Consigne donnée » Recopiez telles quelles les lignes des enregistrements, depuis celle qui contient « Question. Place a dot on every instance of the stone masonry » jusqu'à la fin des enregistrements, ces deux limites comprises.

##############################

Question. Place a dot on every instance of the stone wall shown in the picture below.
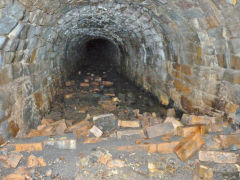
(184, 50)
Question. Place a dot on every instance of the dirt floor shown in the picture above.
(102, 126)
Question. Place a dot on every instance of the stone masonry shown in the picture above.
(185, 51)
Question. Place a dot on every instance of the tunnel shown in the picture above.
(185, 53)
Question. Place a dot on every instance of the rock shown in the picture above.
(171, 113)
(84, 84)
(60, 127)
(83, 109)
(16, 31)
(92, 140)
(109, 94)
(96, 131)
(130, 132)
(203, 172)
(1, 140)
(47, 121)
(98, 79)
(156, 167)
(34, 161)
(227, 140)
(129, 124)
(62, 143)
(188, 146)
(107, 83)
(2, 42)
(108, 105)
(116, 163)
(69, 83)
(103, 159)
(69, 96)
(174, 122)
(7, 23)
(49, 173)
(13, 160)
(95, 84)
(82, 125)
(106, 122)
(218, 157)
(160, 130)
(187, 130)
(14, 177)
(167, 147)
(193, 120)
(28, 147)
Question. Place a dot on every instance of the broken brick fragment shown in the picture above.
(129, 124)
(28, 147)
(160, 130)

##############################

Réponse correcte »
Question. Place a dot on every instance of the stone masonry shown in the picture above.
(185, 51)
Question. Place a dot on every instance of the tunnel shown in the picture above.
(185, 53)
Question. Place a dot on every instance of the rock shown in the picture above.
(171, 113)
(84, 84)
(60, 127)
(83, 109)
(16, 31)
(92, 140)
(109, 94)
(96, 131)
(130, 132)
(203, 172)
(1, 140)
(47, 121)
(98, 79)
(156, 167)
(34, 161)
(227, 140)
(129, 124)
(62, 143)
(188, 146)
(107, 83)
(2, 42)
(108, 105)
(116, 163)
(69, 83)
(103, 159)
(69, 96)
(174, 122)
(7, 23)
(49, 173)
(13, 160)
(95, 84)
(82, 125)
(106, 122)
(218, 157)
(160, 130)
(187, 130)
(14, 177)
(167, 147)
(193, 120)
(28, 147)
Question. Place a dot on every instance of the broken brick fragment shown in the picture above.
(129, 124)
(28, 147)
(160, 130)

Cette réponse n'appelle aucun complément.